■ What is needed:
Would you return all of this data exactly, leaving nothing out?

Recorded data
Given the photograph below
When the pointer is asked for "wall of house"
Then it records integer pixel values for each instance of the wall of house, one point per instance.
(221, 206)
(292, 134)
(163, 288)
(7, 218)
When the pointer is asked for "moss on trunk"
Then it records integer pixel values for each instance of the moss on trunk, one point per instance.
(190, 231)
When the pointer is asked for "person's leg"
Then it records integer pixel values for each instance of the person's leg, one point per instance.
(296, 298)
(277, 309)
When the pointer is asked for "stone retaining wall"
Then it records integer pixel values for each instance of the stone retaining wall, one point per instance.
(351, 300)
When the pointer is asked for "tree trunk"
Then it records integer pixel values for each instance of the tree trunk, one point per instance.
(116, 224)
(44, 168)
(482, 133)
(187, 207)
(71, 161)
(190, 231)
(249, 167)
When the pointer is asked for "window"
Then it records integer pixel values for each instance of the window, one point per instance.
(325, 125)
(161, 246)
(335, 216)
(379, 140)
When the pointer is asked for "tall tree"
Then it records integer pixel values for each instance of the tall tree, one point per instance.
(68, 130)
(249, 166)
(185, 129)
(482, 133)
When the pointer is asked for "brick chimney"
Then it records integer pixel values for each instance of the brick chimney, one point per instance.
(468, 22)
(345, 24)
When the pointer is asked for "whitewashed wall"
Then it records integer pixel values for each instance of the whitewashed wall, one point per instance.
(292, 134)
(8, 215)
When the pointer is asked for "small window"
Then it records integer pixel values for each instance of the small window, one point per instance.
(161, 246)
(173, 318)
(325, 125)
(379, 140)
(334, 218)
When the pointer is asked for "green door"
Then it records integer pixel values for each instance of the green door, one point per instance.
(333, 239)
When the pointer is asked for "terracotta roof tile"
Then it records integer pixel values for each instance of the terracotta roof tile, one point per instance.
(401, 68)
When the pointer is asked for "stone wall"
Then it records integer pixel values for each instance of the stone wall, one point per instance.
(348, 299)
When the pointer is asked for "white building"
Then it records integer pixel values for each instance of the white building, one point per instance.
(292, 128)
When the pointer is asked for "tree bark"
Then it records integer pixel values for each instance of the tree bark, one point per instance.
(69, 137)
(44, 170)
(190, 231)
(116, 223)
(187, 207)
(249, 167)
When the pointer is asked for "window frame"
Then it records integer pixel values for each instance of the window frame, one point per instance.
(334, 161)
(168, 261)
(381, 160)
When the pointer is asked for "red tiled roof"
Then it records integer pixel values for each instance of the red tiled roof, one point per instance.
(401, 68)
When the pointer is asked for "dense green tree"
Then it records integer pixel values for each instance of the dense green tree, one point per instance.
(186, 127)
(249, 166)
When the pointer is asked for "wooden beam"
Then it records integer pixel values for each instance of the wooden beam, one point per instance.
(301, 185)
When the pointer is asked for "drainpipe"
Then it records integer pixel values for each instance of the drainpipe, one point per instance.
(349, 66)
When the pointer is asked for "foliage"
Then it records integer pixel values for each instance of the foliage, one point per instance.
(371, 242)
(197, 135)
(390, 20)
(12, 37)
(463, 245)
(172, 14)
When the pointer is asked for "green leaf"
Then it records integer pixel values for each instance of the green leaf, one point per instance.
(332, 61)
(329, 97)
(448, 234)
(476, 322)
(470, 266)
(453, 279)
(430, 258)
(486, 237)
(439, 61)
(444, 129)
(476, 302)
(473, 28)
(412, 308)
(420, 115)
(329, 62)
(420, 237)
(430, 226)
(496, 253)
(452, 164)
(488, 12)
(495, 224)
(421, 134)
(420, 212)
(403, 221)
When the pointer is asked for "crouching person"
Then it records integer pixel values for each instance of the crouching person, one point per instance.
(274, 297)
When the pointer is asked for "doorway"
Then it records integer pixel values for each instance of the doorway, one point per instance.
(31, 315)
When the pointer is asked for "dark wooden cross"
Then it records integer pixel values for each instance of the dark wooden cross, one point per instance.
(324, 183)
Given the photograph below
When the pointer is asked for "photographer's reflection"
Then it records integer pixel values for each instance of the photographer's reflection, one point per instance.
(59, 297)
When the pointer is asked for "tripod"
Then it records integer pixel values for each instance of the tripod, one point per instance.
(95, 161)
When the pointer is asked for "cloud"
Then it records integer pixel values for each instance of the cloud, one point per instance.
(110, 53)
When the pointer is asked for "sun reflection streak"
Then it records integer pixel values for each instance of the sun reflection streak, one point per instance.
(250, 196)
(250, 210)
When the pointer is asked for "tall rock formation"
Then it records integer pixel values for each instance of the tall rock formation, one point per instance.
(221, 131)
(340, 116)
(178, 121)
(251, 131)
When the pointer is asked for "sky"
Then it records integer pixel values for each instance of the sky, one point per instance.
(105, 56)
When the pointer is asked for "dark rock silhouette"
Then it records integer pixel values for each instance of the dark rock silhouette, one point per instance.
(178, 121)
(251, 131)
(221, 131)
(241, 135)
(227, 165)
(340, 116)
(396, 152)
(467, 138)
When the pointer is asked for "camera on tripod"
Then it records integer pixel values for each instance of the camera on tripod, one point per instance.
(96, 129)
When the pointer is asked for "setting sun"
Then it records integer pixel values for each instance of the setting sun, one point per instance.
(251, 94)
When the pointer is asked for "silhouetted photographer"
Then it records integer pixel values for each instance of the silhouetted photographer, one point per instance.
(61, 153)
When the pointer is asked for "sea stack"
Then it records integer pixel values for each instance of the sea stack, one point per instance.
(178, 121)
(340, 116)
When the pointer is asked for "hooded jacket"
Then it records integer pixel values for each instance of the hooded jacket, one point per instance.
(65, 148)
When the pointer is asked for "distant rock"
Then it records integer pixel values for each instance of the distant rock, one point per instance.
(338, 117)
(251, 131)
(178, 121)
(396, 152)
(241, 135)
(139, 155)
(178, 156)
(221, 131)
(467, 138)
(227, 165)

■ Task answer:
Given the photograph below
When the pointer is asked for "wall of house"
Then it records integer pixel values for each instance of the wall of house, one point per instance.
(221, 206)
(292, 134)
(163, 288)
(7, 218)
When the pointer is asked for "moss on trunk"
Then it records integer pixel values for each instance of the moss on trunk, one point per instance.
(190, 231)
When the pointer is asked for "person's leg"
Then it records integer pixel values for each instance of the person's leg, one point per instance.
(296, 298)
(277, 309)
When the pointer is asked for "stone retaining wall"
Then it records integer pixel values for each instance of the stone retaining wall, one point per instance.
(351, 300)
When the pointer is asked for "tree trunk"
Then it records integer pixel values for each instance of the tree trunk, one point per instance.
(116, 224)
(44, 168)
(482, 133)
(187, 207)
(71, 161)
(190, 231)
(249, 167)
When the pointer is asked for "window"
Then it records integer pixel values for each instance of the window, one point per instance.
(325, 125)
(161, 246)
(335, 216)
(379, 140)
When the pointer is asked for "tall tree"
Then it records integer pixel values for each instance of the tall tree, one point per instance.
(68, 130)
(249, 166)
(185, 129)
(482, 133)
When the pointer is asked for "brick chimney"
Then it records integer pixel values for each instance of the brick chimney, one point per instance.
(468, 22)
(345, 24)
When the pointer is asked for "whitewashed wall"
Then it records integer pixel values for each instance of the whitewashed wall, one point per instance.
(292, 134)
(8, 215)
When the pointer is asked for "small window"
Then it records integer pixel values for each instance of the small window, one point per instance.
(161, 246)
(173, 318)
(325, 125)
(379, 140)
(334, 218)
When the pointer is asked for "green door"
Then it records integer pixel values for each instance of the green door, one point per instance.
(333, 239)
When the pointer is asked for "terracotta roof tile"
Then it records integer pixel values for each instance of the terracotta roof tile, one point per instance.
(401, 68)
When the pointer is asked for "stone wall"
Then it records integer pixel values for each instance of the stone wall, one point per instance.
(348, 299)
When the pointer is asked for "white building"
Then it records integer pixel values for each instance of the white building, one point per instance.
(292, 128)
When the pointer is asked for "tree bark"
Then it records integer pixel values for each instance of the tree bark, one point per instance.
(69, 137)
(44, 170)
(190, 231)
(116, 223)
(187, 207)
(249, 167)
When the pointer is asked for "window frame"
Then it records integer pixel values for each instance of the window frame, one point per instance.
(334, 161)
(168, 261)
(381, 160)
When the pointer is asked for "red tiled roof"
Then it records integer pixel values for each instance of the red tiled roof, one point per instance.
(401, 68)
When the pointer is asked for "dense green tree"
Then it records integer pixel values for each instance of the dense green tree, one point per instance.
(186, 127)
(249, 166)
When the pointer is asked for "wooden beam"
Then it records integer pixel values for each instance of the wooden beam, one point per instance.
(301, 185)
When the pointer is asked for "drainpipe"
Then it records integer pixel values for each instance of the drainpipe, one point per instance.
(349, 66)
When the pointer is asked for "foliage"
Then it records integer pixel values for each instance of the foliage, one point per instance.
(371, 242)
(197, 135)
(390, 20)
(12, 37)
(463, 245)
(172, 14)
When the pointer is asked for "green leaf"
Then it records integer pixel values for each instance of the green leaf, one point per instance.
(332, 61)
(329, 97)
(448, 234)
(476, 322)
(470, 266)
(453, 279)
(430, 258)
(486, 237)
(439, 61)
(444, 129)
(476, 302)
(473, 28)
(412, 308)
(420, 115)
(329, 62)
(420, 237)
(430, 226)
(496, 253)
(452, 164)
(488, 12)
(495, 224)
(421, 134)
(420, 212)
(403, 221)
When the pointer is asked for "crouching person"
Then it records integer pixel values for each instance of the crouching person, one point per instance.
(274, 297)
When the pointer is asked for "doorway"
Then it records integer pixel values for each instance of the doorway, one point per instance.
(31, 315)
When the pointer is asked for "dark wooden cross"
Then it records integer pixel values for each instance of the dark wooden cross, one point per instance.
(324, 183)
Given the photograph below
When the pointer is asked for "photographer's reflection"
Then it records integer pixel values for each instance of the photographer's reflection, one point per instance.
(59, 297)
When the pointer is asked for "tripod"
Then it records integer pixel values for each instance of the tripod, one point per instance.
(95, 161)
When the pointer is asked for "cloud"
Then it records integer pixel values for each instance of the cloud, one point per instance.
(110, 53)
When the pointer is asked for "sun reflection streak"
Then it records integer pixel values for each instance of the sun reflection streak, one point per instance.
(250, 196)
(250, 210)
When the pointer is asked for "tall rock formation"
Then it records integer pixel values for each instance of the tall rock formation, one point per instance.
(221, 131)
(340, 116)
(178, 121)
(251, 131)
When the pointer is asked for "sky"
Then it records integer pixel values for each instance of the sky, one point per instance.
(105, 56)
When the pointer is asked for "dark rock silhouette"
Then it records integer pixel values for each instance of the dark rock silhouette, one point per instance.
(178, 121)
(251, 131)
(221, 131)
(241, 135)
(227, 165)
(340, 116)
(396, 152)
(467, 138)
When the pointer is asked for "camera on tripod"
Then it records integer pixel values for each instance of the camera on tripod, one point per instance.
(96, 129)
When the pointer is asked for "setting sun"
Then it records integer pixel values for each instance of the setting sun, one point per instance.
(251, 94)
When the pointer is asked for "silhouetted photographer"
Then it records integer pixel values for each instance of the silhouetted photographer, one point per instance.
(61, 153)
When the pointer is asked for "sea stack"
Then it records integer pixel values for each instance of the sea stack, one point per instance.
(178, 121)
(340, 116)
When the pointer is asked for "hooded jacket"
Then it records integer pixel values for each instance of the hooded jacket, one point per instance.
(65, 148)
When the pointer is asked for "distant rock"
Then it records integer pixel values for each instance of the distant rock, one point per instance.
(338, 117)
(251, 131)
(178, 121)
(396, 152)
(241, 135)
(139, 155)
(178, 156)
(221, 131)
(467, 138)
(227, 165)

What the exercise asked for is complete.